#### EXERCISE MATERIAL

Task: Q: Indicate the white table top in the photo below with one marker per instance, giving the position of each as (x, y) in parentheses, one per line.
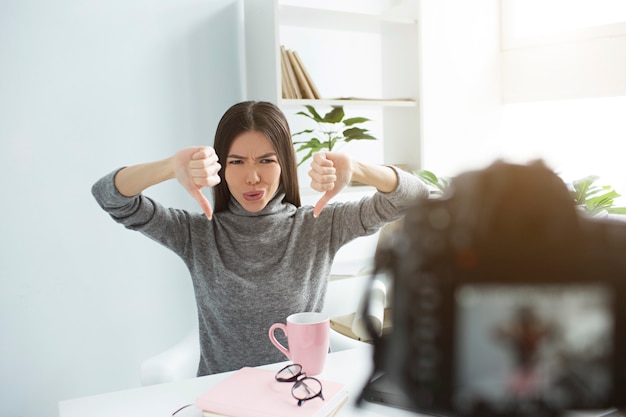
(349, 366)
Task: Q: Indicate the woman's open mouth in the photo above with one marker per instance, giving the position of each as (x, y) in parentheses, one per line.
(253, 195)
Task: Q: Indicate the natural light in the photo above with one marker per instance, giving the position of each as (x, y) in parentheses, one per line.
(575, 137)
(541, 17)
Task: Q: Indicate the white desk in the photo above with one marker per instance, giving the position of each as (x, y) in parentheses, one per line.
(350, 366)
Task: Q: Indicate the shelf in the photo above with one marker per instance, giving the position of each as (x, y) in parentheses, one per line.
(349, 102)
(337, 20)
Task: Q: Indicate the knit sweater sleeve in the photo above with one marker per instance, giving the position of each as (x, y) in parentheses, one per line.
(354, 219)
(170, 227)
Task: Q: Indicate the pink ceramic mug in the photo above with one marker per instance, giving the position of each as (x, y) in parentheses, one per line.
(308, 336)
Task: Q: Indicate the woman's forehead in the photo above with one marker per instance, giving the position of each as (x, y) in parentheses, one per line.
(251, 142)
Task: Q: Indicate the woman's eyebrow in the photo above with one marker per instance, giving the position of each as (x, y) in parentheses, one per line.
(265, 155)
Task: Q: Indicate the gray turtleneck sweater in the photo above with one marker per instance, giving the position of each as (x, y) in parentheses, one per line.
(250, 270)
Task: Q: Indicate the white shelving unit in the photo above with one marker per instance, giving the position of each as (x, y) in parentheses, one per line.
(367, 50)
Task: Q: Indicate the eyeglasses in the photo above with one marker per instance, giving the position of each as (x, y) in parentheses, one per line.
(304, 388)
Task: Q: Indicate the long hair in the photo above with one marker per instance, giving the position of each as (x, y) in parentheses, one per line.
(266, 118)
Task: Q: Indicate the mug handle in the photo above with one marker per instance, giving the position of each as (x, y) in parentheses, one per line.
(275, 342)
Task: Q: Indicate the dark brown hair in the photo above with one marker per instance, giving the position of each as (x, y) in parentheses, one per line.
(266, 118)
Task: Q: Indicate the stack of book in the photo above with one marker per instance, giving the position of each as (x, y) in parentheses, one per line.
(296, 81)
(254, 392)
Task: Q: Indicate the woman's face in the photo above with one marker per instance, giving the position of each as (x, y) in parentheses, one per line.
(252, 170)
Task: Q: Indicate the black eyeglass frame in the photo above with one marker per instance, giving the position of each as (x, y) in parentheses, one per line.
(299, 378)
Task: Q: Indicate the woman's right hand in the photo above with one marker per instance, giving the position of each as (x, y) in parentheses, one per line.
(195, 168)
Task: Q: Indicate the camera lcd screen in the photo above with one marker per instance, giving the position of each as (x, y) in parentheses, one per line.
(549, 345)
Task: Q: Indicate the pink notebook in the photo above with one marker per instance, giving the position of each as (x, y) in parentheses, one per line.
(254, 392)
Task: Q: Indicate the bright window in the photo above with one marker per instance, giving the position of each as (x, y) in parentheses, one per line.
(575, 137)
(528, 22)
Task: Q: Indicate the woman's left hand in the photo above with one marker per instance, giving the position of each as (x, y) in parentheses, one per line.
(330, 173)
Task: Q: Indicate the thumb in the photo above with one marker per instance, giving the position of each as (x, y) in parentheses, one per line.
(202, 200)
(321, 203)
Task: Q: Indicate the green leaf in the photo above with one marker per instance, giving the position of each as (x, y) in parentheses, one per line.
(309, 144)
(355, 133)
(355, 120)
(302, 132)
(335, 115)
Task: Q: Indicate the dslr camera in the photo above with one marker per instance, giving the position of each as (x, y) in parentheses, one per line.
(507, 301)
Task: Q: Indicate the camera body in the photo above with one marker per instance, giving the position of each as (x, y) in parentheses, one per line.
(506, 300)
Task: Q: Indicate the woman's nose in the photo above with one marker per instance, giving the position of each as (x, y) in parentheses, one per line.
(252, 176)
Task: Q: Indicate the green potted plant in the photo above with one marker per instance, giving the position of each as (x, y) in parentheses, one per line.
(436, 185)
(589, 197)
(330, 130)
(594, 199)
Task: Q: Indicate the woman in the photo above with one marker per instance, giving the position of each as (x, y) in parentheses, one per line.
(259, 256)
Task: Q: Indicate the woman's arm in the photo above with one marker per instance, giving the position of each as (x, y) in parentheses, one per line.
(332, 172)
(194, 168)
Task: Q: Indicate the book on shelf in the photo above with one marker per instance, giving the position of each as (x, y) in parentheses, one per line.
(255, 392)
(296, 81)
(293, 90)
(307, 77)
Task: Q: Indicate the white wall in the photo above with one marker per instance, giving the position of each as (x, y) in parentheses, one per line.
(85, 87)
(460, 84)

########

Without the pictures, extract every entry verbatim.

Task: Q: Indicate the white table top in the photo below with one marker per instance, giving the position of each as (x, y) in parentheses, one per line.
(349, 366)
Task: Q: Indicate the woman's open mouth in the photo above with one marker per instance, giving the position of each as (x, y) in parentheses, one per line.
(253, 195)
Task: Q: Indicate the natural light in the photo above with one marker per instance, giving the position of each as (x, y) in parentheses, one per line.
(575, 137)
(541, 17)
Task: Q: Indicate the white desk in the photo above with one marker per instance, giving the position of each as (x, y) in parentheses, one per line.
(350, 366)
Task: Q: Indicate the shelf in the photo above with one marker per instance, giving the position of each as (x, y) in parentheses, one per line.
(349, 102)
(337, 20)
Task: Q: Indicate the knit sweater sleeve in the photo above with one marker per instance, giving the position of each as (x, y) in parentheses, one per line.
(354, 219)
(170, 227)
Task: Q: Indicate the pink ceramic mug in the photo above with one marker per instance, giving the position of each as (x, y) in parentheses, one per line.
(308, 336)
Task: Q: Indicate the woman's forehead in the photo above with one marker per instance, giving the position of each as (x, y) in parentheses, one per line.
(251, 142)
Task: Q: Indicate the woman's eyebrow in the photo above with one marker per instance, giving the position of each as (x, y) in parentheses, one per line.
(265, 155)
Task: Q: Indicate the gray turtleneck sweater in the photo above with one marker per instance, giving the position of each as (x, y) in parentheses, one per line.
(250, 270)
Task: Q: Indicate the white shelving unit in the photo above with one marker per instance, giving the position of each as (x, y) in parentheses, one per line.
(367, 50)
Task: Q: Indicate the eyeglasses in the photo above with one marker per instance, giving the position of each as (x, y) in parentheses, one per line.
(304, 388)
Task: Q: Indicate the long hair in the photo above with one marker per instance, giving the position of each as (x, y) in parentheses, one per line.
(266, 118)
Task: Q: Indicate the mug handle in the photo above with one marker per instance, giving the position of each as (x, y) in parentheses, one per line.
(275, 342)
Task: Q: Indicate the dark brown hair in the photo above with one marker per instance, giving the position of each as (x, y) in parentheses, one per line.
(266, 118)
Task: Q: Indicate the stack of book in the photo above with one marker per instance, giving the position of each as (x, y) in parentheses, one per line.
(296, 81)
(254, 392)
Task: Q: Indicate the woman's face in the photo above with one marker per instance, giving the position of each as (x, y) in parentheses, one per line.
(252, 170)
Task: Q: Indicate the black eyeglass frame in the photo above with one marker per instance, giving the position of each as (x, y) in parentheses, one per line.
(299, 378)
Task: Q: Indicate the woman's right hand in the photo above with one marker per instance, giving the position of each as (x, y) in parentheses, one per line.
(195, 168)
Task: Q: Indicate the camera lcd screen in the photo above with one marker per instance, giving the position of each as (x, y) in parentheses, one per line.
(549, 345)
Task: Q: Indicate the pink notebook in the photo above with one marker per instance, giving the position of each as (x, y) in parentheses, one per line.
(254, 392)
Task: Q: Indicate the bright window in the photo above with one marker per instance, giving the position of each as (x, y) in parentheses, one per line.
(575, 137)
(528, 22)
Task: Q: Indicate the woman's left hand in the photo above with one marker per instance, giving the position of each as (x, y) in parentheses, one per line.
(330, 173)
Task: Q: Indicate the thumb in the photo above with one marker per instance, giving the position of each as (x, y) in parentheses, one per line.
(202, 200)
(321, 203)
Task: Q: Indicate the green leaf in the photo above with one marker per instance, giving the position of each as (x, y) in parentheses, one per line.
(309, 144)
(355, 133)
(355, 120)
(302, 132)
(335, 115)
Task: Q: Indicate the dslr camera in the photo above with one marker per instance, giving the position of each as (x, y) in parentheses, one per line.
(507, 301)
Task: Q: Indicate the camera body in the photo above with one marker per instance, giving the position of each as (x, y) in parentheses, one per line.
(506, 300)
Task: Q: Indicate the woman's nose in the photo above with one marker per instance, giving the position of each as (x, y) in parentheses, one per line.
(252, 176)
Task: Q: Indicate the green potted plant in the photo above with one marker per instance, giving the position of each as (x, y) in parentheses, one per line.
(436, 185)
(589, 197)
(330, 130)
(594, 199)
Task: Q: Indicate the woman in the photo above with one marker per instance, giving the position of each as (x, y) in parentheses, one per line.
(259, 256)
Task: Q: Indicate the woman's arm in the photo above with one marker per instance, giving the position of each as (x, y) in parentheses, one per line.
(332, 172)
(194, 168)
Task: Q: Indicate the book on shelf in the photo above with one marker per instance, giving the position of each as (x, y) in parentheses, one per line.
(255, 392)
(296, 81)
(293, 90)
(307, 77)
Task: Q: Indicate the white wall in the photo above with one marker per instance, giving the position of each as (x, y) in parentheses, one per line.
(85, 87)
(460, 84)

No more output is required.